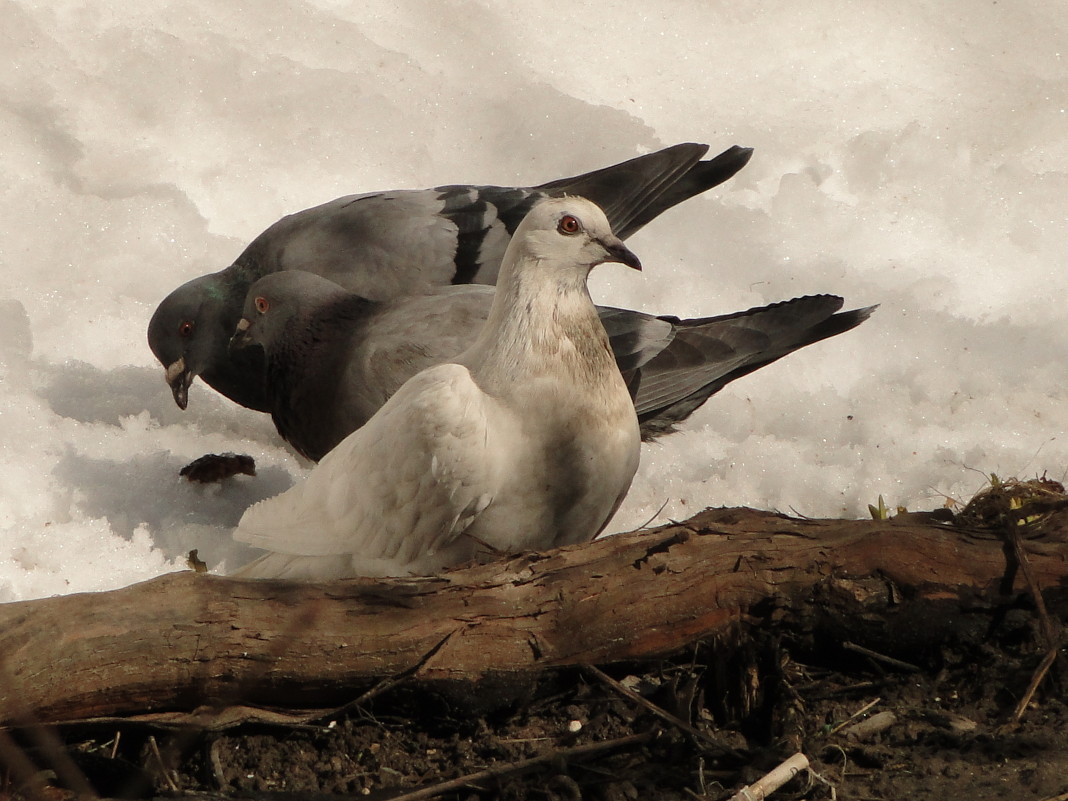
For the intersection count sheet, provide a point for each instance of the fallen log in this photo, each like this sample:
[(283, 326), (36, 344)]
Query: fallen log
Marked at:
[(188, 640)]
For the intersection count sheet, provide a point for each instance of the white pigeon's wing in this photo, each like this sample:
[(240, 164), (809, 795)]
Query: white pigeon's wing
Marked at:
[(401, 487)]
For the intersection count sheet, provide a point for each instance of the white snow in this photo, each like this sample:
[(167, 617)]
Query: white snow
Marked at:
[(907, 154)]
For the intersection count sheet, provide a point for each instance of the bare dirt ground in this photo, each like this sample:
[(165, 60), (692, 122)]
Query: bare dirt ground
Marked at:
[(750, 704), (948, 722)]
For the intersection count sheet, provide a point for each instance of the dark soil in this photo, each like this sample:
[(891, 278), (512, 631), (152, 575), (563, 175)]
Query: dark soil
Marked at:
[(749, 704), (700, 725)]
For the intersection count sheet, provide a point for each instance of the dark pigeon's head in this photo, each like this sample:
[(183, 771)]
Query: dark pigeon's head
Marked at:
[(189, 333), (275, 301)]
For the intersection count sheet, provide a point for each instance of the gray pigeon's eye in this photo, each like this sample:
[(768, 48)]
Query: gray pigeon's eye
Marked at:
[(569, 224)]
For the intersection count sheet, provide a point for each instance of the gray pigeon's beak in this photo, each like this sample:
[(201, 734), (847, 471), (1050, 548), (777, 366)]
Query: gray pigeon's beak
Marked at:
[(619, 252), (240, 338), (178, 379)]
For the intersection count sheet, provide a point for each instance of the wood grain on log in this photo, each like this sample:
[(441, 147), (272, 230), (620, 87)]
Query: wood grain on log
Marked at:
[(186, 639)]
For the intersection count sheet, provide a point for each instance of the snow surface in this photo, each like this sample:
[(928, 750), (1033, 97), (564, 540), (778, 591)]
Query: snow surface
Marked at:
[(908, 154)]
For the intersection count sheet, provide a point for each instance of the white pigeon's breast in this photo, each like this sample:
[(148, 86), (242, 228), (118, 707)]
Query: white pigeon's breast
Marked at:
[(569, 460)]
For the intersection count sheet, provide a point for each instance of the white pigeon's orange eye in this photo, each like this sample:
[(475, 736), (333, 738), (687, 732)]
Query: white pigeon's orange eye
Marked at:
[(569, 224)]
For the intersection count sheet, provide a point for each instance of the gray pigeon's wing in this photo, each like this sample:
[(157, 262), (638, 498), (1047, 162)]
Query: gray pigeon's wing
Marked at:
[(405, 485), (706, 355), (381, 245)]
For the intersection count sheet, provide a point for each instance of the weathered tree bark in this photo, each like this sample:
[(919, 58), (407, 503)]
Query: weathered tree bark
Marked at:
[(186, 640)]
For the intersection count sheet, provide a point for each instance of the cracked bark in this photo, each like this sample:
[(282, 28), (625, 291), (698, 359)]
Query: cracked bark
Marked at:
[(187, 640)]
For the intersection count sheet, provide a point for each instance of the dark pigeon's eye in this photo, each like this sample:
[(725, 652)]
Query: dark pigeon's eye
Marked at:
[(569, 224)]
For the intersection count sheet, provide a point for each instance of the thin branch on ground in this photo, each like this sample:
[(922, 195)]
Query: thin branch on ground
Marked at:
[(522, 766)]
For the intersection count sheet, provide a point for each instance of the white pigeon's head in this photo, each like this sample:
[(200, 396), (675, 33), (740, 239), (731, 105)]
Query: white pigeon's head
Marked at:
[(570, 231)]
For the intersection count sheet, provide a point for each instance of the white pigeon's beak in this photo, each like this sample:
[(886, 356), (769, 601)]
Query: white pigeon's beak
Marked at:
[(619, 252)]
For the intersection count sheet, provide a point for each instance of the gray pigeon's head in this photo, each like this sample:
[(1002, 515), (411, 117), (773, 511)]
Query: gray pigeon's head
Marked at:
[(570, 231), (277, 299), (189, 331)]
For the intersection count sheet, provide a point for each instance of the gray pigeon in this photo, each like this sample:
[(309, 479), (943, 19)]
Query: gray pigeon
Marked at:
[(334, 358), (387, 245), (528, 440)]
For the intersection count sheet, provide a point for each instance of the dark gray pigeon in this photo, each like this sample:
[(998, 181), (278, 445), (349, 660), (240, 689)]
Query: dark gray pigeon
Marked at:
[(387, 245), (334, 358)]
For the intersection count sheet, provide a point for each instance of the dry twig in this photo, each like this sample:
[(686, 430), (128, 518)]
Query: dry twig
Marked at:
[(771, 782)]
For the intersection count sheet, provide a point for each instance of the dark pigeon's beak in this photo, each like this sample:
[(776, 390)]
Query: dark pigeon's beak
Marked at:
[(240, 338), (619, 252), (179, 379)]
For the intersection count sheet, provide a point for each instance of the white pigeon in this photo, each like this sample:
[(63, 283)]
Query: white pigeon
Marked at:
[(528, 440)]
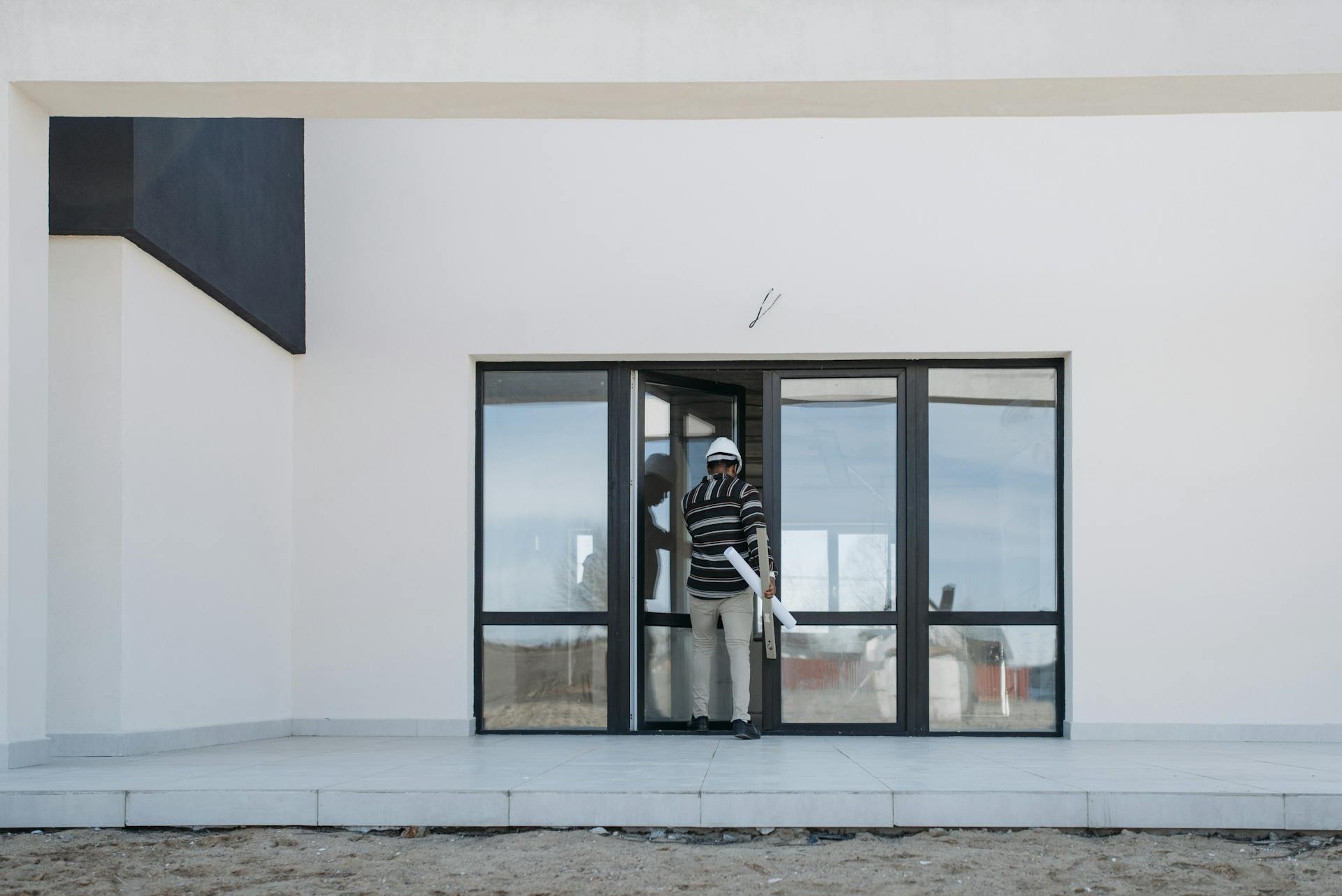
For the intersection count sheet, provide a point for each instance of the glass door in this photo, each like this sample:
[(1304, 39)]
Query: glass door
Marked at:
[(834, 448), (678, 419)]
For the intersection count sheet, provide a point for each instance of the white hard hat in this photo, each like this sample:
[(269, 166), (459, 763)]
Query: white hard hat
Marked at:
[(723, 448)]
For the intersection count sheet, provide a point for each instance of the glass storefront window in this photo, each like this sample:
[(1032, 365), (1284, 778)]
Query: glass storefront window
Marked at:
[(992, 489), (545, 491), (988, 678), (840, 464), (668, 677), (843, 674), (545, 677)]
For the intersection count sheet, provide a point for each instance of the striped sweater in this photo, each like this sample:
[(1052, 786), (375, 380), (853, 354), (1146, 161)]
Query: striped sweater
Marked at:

========

Write out, exactly, the lines of the material from the very first through the line containing "Query: bare dirt ground", and leave out every picture.

TASK RESULT:
For the intersection count sheet, provide a point for each instance of the fallen log in this photo, each like this sample:
[(283, 326), (36, 344)]
Query: fallen log
Marked at:
[(188, 640)]
For the intersection count sheet, provide a point for each instance of the white pigeon's wing in this photo, each like this sample:
[(240, 164), (809, 795)]
Query: white pigeon's wing
Marked at:
[(401, 487)]
For the intersection count sheet, provide a point for each instance of the white snow in this photo, each like this sample:
[(167, 617)]
Query: white snow
Marked at:
[(907, 154)]
For the intersection count sheet, provide a point for each instance of the bare dirt ground in this photo, each like this sample:
[(165, 60), (692, 122)]
Query: bare dirt ground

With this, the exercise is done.